::: EXERCISE MATERIAL :::

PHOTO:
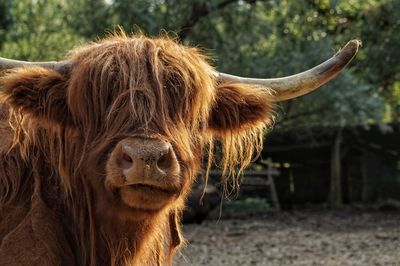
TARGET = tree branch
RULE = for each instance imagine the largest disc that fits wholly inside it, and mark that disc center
(200, 11)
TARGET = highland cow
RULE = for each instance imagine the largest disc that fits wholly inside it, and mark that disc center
(98, 152)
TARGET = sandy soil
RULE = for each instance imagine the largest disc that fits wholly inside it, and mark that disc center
(296, 238)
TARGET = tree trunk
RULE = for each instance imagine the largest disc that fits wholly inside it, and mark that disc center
(335, 197)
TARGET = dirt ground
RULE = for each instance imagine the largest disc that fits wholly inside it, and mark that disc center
(296, 238)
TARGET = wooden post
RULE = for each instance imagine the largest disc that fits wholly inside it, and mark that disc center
(335, 197)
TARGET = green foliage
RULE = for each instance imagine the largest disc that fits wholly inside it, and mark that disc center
(246, 37)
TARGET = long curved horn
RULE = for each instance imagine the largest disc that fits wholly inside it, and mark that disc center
(297, 85)
(61, 67)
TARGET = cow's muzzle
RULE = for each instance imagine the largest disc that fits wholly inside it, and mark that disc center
(147, 163)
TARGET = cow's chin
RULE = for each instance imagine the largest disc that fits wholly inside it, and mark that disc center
(146, 198)
(140, 201)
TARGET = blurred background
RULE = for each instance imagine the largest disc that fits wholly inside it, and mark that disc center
(334, 152)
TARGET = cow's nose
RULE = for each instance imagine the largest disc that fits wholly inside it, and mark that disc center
(146, 158)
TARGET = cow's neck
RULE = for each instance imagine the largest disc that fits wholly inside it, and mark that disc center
(140, 242)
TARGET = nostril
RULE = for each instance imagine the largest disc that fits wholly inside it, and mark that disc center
(126, 161)
(165, 161)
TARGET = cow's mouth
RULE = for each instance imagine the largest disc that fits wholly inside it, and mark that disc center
(146, 196)
(153, 188)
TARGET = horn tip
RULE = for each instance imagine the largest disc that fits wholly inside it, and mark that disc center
(353, 45)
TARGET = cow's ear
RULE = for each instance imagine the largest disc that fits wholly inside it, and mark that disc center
(37, 92)
(239, 107)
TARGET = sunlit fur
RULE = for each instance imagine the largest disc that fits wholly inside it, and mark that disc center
(65, 128)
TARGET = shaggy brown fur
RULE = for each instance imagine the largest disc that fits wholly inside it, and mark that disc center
(54, 208)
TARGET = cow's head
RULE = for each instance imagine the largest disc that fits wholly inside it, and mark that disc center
(130, 117)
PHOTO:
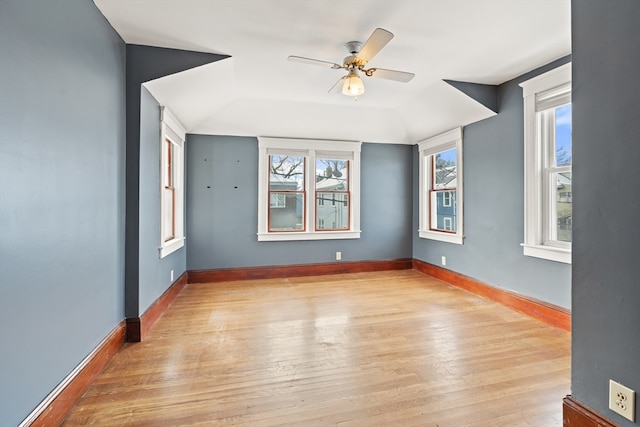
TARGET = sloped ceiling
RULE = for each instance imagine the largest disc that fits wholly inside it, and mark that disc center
(258, 92)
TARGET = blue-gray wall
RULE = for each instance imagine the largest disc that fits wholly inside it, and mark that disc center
(62, 119)
(222, 210)
(493, 152)
(606, 155)
(146, 275)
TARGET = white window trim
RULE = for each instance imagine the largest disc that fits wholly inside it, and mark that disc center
(534, 203)
(309, 146)
(172, 129)
(426, 148)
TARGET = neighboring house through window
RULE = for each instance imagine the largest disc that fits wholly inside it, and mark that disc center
(548, 162)
(313, 188)
(172, 183)
(441, 187)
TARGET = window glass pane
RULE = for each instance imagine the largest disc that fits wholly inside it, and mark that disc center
(286, 173)
(445, 169)
(332, 211)
(291, 216)
(443, 218)
(563, 206)
(563, 135)
(332, 175)
(278, 200)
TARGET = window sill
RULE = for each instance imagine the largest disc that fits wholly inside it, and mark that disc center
(547, 252)
(171, 246)
(321, 235)
(442, 237)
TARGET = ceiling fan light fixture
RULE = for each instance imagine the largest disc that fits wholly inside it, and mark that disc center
(353, 85)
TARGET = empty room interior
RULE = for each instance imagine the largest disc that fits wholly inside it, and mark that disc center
(331, 213)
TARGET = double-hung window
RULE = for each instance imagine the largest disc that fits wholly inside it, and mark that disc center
(171, 183)
(548, 161)
(308, 189)
(441, 187)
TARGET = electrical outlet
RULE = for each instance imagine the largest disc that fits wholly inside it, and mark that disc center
(622, 400)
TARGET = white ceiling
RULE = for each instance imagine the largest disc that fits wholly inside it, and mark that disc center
(258, 92)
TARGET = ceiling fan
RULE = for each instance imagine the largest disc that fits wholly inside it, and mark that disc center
(355, 64)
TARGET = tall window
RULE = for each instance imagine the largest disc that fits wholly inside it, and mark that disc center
(441, 187)
(309, 189)
(548, 162)
(172, 184)
(332, 194)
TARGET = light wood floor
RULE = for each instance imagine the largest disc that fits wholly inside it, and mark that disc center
(372, 349)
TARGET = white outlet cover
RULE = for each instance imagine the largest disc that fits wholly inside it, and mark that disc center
(622, 400)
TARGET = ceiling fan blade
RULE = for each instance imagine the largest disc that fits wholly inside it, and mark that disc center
(337, 88)
(399, 76)
(304, 60)
(378, 39)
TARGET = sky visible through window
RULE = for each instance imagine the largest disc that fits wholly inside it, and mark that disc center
(563, 131)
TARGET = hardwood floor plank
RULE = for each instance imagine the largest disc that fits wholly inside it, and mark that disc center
(384, 348)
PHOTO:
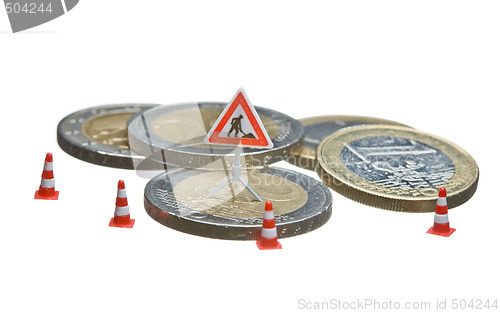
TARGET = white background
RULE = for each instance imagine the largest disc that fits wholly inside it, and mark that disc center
(434, 65)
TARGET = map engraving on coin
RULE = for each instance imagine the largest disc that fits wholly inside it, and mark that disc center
(397, 162)
(396, 168)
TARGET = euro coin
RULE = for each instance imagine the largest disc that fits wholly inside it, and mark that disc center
(177, 199)
(176, 132)
(318, 127)
(99, 134)
(396, 168)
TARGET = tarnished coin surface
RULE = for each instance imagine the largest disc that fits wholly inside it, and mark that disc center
(178, 131)
(99, 134)
(396, 168)
(177, 199)
(318, 127)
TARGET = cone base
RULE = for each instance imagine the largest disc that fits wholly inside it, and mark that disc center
(127, 225)
(261, 246)
(55, 196)
(444, 234)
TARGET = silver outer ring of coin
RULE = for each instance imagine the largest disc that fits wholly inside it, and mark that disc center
(72, 140)
(161, 204)
(389, 194)
(304, 156)
(144, 142)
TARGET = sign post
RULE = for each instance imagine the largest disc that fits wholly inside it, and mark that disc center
(238, 125)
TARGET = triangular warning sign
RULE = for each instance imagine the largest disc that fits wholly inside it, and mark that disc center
(239, 124)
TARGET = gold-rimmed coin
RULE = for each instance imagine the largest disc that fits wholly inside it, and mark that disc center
(396, 168)
(318, 127)
(99, 134)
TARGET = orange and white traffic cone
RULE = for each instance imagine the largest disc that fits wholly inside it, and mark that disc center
(47, 189)
(122, 212)
(269, 237)
(441, 224)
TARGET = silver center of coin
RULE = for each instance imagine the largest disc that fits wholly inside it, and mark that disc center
(397, 162)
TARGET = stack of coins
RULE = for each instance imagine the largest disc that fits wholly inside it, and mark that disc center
(373, 161)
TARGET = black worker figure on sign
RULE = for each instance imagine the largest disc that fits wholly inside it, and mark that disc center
(236, 126)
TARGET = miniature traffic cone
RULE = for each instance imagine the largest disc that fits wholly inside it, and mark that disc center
(441, 224)
(269, 237)
(122, 212)
(47, 189)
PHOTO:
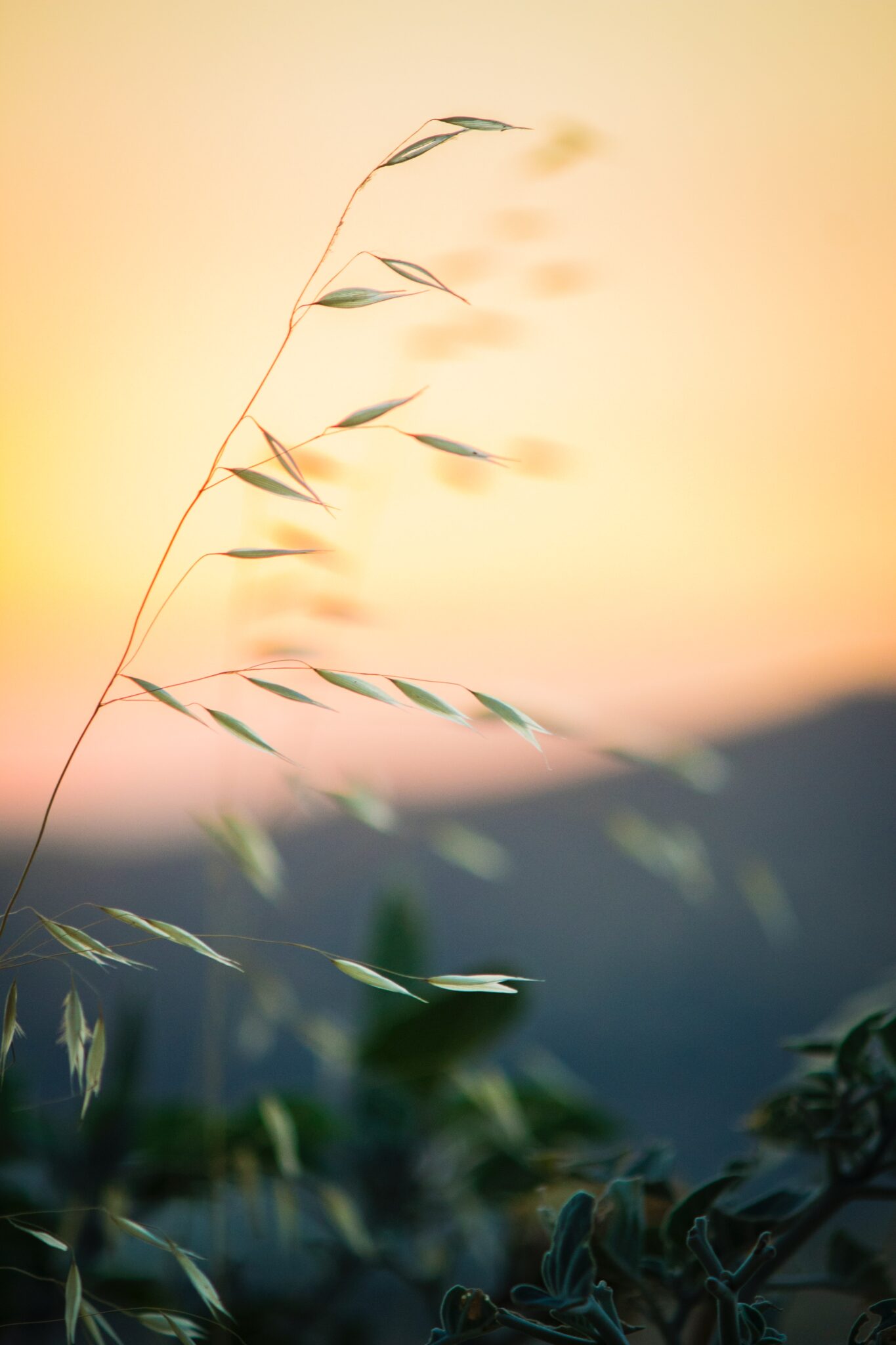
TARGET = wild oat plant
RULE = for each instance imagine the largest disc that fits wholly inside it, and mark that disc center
(630, 1251)
(85, 1036)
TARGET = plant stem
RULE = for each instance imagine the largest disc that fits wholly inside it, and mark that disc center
(293, 323)
(133, 632)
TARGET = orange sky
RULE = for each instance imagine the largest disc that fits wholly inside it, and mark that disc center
(683, 290)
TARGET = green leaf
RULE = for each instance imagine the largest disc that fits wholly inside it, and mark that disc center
(161, 930)
(418, 275)
(438, 1036)
(85, 946)
(696, 1202)
(358, 971)
(168, 1324)
(74, 1033)
(133, 1229)
(515, 718)
(622, 1237)
(264, 553)
(200, 1281)
(480, 124)
(853, 1046)
(485, 982)
(450, 445)
(358, 298)
(165, 697)
(249, 847)
(286, 692)
(419, 147)
(359, 685)
(887, 1033)
(281, 1132)
(41, 1234)
(368, 413)
(73, 1302)
(347, 1219)
(269, 483)
(242, 731)
(429, 701)
(96, 1060)
(11, 1028)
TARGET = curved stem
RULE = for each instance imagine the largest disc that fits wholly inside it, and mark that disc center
(184, 576)
(131, 636)
(293, 323)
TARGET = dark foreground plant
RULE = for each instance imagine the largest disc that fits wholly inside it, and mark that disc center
(695, 1273)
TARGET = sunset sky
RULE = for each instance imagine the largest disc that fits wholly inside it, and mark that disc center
(683, 298)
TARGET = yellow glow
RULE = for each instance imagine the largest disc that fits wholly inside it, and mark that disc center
(683, 288)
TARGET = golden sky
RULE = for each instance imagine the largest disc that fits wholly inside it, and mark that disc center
(683, 287)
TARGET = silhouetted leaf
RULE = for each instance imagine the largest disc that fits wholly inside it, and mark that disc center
(450, 445)
(11, 1028)
(622, 1234)
(852, 1047)
(281, 1132)
(429, 701)
(516, 720)
(96, 1061)
(247, 847)
(73, 1302)
(163, 930)
(358, 971)
(286, 692)
(264, 553)
(681, 1216)
(41, 1234)
(437, 1036)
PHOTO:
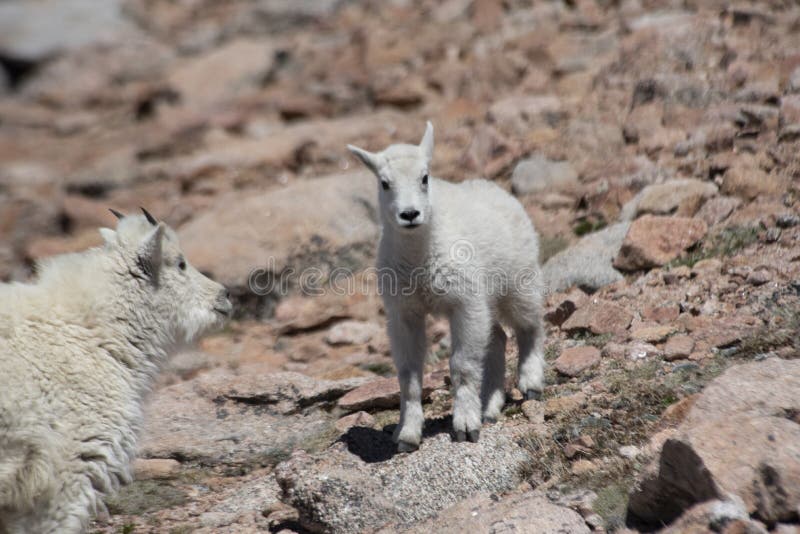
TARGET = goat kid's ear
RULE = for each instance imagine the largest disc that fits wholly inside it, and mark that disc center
(371, 160)
(149, 256)
(427, 141)
(109, 236)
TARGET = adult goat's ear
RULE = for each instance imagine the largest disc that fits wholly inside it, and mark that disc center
(371, 160)
(149, 255)
(427, 141)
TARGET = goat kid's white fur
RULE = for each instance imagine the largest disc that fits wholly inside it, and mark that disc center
(79, 350)
(467, 251)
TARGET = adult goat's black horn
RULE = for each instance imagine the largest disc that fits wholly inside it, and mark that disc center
(152, 220)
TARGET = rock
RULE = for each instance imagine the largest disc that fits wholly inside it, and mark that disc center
(599, 317)
(588, 263)
(738, 438)
(539, 174)
(352, 333)
(239, 417)
(582, 467)
(794, 80)
(561, 306)
(641, 350)
(629, 451)
(653, 241)
(749, 182)
(34, 31)
(787, 220)
(713, 516)
(661, 314)
(237, 66)
(717, 209)
(398, 488)
(297, 314)
(355, 419)
(385, 393)
(528, 512)
(789, 118)
(247, 248)
(155, 468)
(678, 347)
(663, 199)
(575, 360)
(652, 334)
(556, 406)
(518, 114)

:::

*THE EXERCISE*: Starting with the line that contains "TARGET = adult goat's ear" and going on through the end of the items, output each item as a row of a two-column CSV with columns named item and answer. Put the item's text and its answer each in one quoted field, and turn any line breaks into spaces.

*OUTPUT OF THE EXERCISE*:
item,answer
"TARGET = adult goat's ear RULE = for each instance imagine the largest disc that fits wholly inside it, and mark that disc center","(371, 160) (149, 255) (427, 141)"
"TARGET = goat kid's white fur RULE = for each instance imagine the largest disc that fits wholly inside it, and mark that disc center","(79, 350) (467, 251)"
"TARGET = adult goat's black horn RULE = for each instance imagine the largest disc that fits wholly inside it, and mark that disc center","(152, 220)"
"TARGET = rock RULE = for each instance imagine the largest disc that fits wholly inside it, and mark that disc center","(599, 317) (588, 263) (738, 438) (539, 174) (352, 333) (239, 417) (582, 467) (794, 80) (561, 306) (641, 350) (629, 451) (653, 241) (749, 182) (34, 31) (787, 220) (713, 516) (661, 314) (237, 66) (717, 209) (398, 488) (297, 314) (355, 419) (385, 393) (528, 512) (789, 118) (247, 248) (155, 468) (678, 347) (663, 199) (575, 360) (652, 334) (556, 406) (518, 114)"